TESTO DATO:
Ordinanza di Cassazione Civile Sez. 1 Num. 12584 Anno 2025
Civile Ord. Sez. 1 Num. 12584 Anno 2025
Presidente: COGNOME NOME
Relatore: NOME
Data pubblicazione: 12/05/2025
ORDINANZA
sul ricorso iscritto al n. 3306/2023 R.G. proposto da : NOME COGNOME rappresentato e difeso dall’avvocato NOME COGNOME e dall’avvocato NOME COGNOME e NOME COGNOME rappresentato e difeso dall’avvocato NOME COGNOME
-ricorrenti-
Contro
COGNOME rappresentati e difesi dall’avvocato COGNOME
-resistenti- e sul ricorso riunito proposto da:
COGNOME rappresentati e difesi dall’avvocato COGNOME
-ricorrenti- contro
COGNOME rappresentato e difeso dagli avvocati COGNOME e COGNOME
NOME COGNOME rappresentato e difeso da ll’avvocato NOME
-controricorrente-
avverso ORDINANZA di CORTE SUPREMA DI CASSAZIONE ROMA n. 35640/2022 depositata il 05/12/2022.
Udita la relazione svolta nella camera di consiglio del 02/04/2025 dal Consigliere NOME COGNOME
FATTI DI CAUSA
Questa Corte con ordinanza n. 35640 del 2022 ha dichiarato inammissibile il ricorso per cassazione proposto da NOME COGNOME e NOME COGNOME nei confronti di NOME ed NOME COGNOME avverso sentenza della Corte d’appello di Bari del 2018 che aveva confermato la decisione di primo grado di rigetto della domanda azionata dal COGNOME e dalla COGNOME, volta a sentire accertare la responsabilit à ex art. 2495 c.c. dei convenuti, liquidatori della RAGIONE_SOCIALE società poi fallita, condannandoli in conseguenza al pagamento in loro favore dell’importo corrispondente al credito di € 51.858,29 (definitivamente accertato in sede fallimentare e fondato principalmente sulla sentenza di questa Corte n. 52 del 29/1/09, pronunciata a conclusione di un giudizio iniziato nel 1985 e conclusosi in primo grado nel 1996), non soddisfatto n é in fase di liquidazione, n é , successivamente, in sede di procedura concorsuale, o di quello maggiore accertato in giudizio, con interessi e rivalutazione e con vittoria di spese.

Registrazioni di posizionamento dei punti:
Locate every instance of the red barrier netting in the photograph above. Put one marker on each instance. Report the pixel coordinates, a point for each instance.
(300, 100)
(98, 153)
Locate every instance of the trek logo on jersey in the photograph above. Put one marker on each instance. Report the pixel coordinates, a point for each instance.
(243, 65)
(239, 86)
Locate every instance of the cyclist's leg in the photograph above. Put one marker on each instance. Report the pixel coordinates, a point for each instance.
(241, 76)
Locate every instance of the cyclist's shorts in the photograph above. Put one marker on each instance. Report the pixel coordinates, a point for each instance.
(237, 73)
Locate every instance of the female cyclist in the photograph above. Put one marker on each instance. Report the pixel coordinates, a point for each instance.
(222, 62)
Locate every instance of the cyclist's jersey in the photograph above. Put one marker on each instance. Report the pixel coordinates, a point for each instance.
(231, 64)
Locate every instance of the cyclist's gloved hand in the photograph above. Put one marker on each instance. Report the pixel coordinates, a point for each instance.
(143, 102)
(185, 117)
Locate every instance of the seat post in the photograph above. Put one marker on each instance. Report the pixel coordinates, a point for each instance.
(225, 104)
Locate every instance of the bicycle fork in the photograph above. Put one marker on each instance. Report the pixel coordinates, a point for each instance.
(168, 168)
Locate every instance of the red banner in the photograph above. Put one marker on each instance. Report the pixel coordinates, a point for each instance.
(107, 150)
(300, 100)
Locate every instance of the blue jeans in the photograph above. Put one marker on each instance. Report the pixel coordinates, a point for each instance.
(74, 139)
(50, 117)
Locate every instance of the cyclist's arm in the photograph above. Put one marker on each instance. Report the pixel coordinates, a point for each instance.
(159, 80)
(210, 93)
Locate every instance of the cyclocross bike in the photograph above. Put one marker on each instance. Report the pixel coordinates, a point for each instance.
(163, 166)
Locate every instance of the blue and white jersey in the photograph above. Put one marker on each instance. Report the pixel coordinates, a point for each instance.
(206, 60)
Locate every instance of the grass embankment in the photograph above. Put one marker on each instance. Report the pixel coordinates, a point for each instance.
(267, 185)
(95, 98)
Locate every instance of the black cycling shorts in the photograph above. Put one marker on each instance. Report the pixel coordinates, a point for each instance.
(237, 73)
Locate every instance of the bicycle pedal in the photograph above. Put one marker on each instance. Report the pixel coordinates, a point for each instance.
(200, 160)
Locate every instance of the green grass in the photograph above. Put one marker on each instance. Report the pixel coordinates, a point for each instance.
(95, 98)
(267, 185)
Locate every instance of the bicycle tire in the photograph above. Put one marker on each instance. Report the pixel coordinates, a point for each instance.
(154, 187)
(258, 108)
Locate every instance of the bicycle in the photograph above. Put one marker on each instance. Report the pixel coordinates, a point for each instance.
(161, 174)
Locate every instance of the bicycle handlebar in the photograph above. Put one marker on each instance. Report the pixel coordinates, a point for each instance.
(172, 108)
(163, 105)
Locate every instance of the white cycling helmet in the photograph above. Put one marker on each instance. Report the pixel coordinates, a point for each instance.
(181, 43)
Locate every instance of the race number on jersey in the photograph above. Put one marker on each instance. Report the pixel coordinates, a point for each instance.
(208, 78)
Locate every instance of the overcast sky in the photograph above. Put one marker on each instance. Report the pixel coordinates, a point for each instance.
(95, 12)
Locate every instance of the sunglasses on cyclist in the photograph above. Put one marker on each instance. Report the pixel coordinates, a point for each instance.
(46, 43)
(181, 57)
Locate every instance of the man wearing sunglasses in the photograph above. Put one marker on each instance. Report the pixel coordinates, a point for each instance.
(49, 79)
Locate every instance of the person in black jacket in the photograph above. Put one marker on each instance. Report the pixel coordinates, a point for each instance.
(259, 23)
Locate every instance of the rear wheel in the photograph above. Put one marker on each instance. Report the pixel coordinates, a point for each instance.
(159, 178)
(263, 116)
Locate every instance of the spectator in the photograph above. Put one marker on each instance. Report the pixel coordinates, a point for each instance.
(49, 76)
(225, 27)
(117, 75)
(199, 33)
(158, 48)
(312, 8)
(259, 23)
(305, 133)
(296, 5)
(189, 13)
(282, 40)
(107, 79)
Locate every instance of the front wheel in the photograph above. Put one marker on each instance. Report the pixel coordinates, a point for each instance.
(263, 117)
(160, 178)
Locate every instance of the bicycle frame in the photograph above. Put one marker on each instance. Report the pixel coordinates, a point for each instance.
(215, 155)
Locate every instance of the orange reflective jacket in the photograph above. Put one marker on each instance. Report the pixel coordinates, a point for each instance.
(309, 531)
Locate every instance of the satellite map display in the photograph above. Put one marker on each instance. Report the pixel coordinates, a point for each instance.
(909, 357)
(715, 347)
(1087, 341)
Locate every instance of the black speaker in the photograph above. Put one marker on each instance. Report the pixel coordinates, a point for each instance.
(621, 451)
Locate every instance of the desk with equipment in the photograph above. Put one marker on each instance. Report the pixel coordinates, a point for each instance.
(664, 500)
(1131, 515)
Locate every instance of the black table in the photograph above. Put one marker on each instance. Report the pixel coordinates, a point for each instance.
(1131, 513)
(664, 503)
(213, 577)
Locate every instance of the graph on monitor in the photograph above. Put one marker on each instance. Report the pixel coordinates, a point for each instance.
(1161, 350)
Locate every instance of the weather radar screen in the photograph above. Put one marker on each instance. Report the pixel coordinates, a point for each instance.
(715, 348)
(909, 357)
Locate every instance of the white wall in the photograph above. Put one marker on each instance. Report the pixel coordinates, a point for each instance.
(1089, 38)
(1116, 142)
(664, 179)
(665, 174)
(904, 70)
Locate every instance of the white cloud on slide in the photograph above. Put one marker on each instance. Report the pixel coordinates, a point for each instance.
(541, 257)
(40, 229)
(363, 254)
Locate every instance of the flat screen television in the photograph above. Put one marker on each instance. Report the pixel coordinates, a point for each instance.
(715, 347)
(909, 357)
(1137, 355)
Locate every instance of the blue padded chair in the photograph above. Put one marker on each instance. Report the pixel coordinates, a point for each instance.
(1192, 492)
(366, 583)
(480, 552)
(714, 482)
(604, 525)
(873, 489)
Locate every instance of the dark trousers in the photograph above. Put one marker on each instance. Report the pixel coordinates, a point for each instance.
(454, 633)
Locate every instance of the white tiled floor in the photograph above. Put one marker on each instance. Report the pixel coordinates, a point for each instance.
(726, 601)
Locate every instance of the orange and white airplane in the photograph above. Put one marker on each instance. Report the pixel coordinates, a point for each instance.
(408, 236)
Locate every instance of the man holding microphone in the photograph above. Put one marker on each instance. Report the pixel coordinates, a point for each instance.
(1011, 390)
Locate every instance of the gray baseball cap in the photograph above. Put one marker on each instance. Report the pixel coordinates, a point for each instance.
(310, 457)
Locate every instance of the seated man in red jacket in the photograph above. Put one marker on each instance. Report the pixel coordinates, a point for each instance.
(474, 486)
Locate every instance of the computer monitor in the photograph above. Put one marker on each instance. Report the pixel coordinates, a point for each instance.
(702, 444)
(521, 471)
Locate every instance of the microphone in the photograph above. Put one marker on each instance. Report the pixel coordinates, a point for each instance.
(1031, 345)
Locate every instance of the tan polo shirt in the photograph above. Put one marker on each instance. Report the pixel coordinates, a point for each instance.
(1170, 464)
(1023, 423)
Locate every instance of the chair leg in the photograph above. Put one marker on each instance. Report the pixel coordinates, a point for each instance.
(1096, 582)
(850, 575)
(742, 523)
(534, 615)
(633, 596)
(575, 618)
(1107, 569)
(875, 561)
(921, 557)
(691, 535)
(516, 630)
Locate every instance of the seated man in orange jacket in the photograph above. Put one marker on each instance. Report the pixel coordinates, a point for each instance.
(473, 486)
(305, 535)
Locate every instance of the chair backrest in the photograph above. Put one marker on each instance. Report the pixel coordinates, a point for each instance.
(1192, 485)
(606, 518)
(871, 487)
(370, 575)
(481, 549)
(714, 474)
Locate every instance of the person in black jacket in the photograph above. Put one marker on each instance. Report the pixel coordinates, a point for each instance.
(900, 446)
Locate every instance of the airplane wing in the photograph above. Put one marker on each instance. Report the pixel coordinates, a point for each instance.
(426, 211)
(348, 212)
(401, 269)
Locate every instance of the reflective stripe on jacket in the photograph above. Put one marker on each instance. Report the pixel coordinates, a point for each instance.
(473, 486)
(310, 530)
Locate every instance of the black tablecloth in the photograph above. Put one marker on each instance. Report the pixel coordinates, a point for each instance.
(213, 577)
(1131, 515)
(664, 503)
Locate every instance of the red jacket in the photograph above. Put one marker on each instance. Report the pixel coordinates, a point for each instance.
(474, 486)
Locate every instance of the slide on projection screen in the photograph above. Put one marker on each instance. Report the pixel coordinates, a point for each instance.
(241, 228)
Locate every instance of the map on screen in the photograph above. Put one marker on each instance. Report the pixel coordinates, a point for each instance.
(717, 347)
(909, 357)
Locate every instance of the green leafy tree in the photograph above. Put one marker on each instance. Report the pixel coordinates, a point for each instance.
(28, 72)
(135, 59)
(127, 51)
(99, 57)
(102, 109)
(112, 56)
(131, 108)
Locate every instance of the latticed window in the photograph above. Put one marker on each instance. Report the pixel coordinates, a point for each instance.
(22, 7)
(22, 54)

CONSEGNA: Riporta tutte le date che nell'ordinanza sono scritte in cifre separate da barre oblique.

RISULTATO FINALE:
12/05/2025
05/12/2022
02/04/2025
29/1/09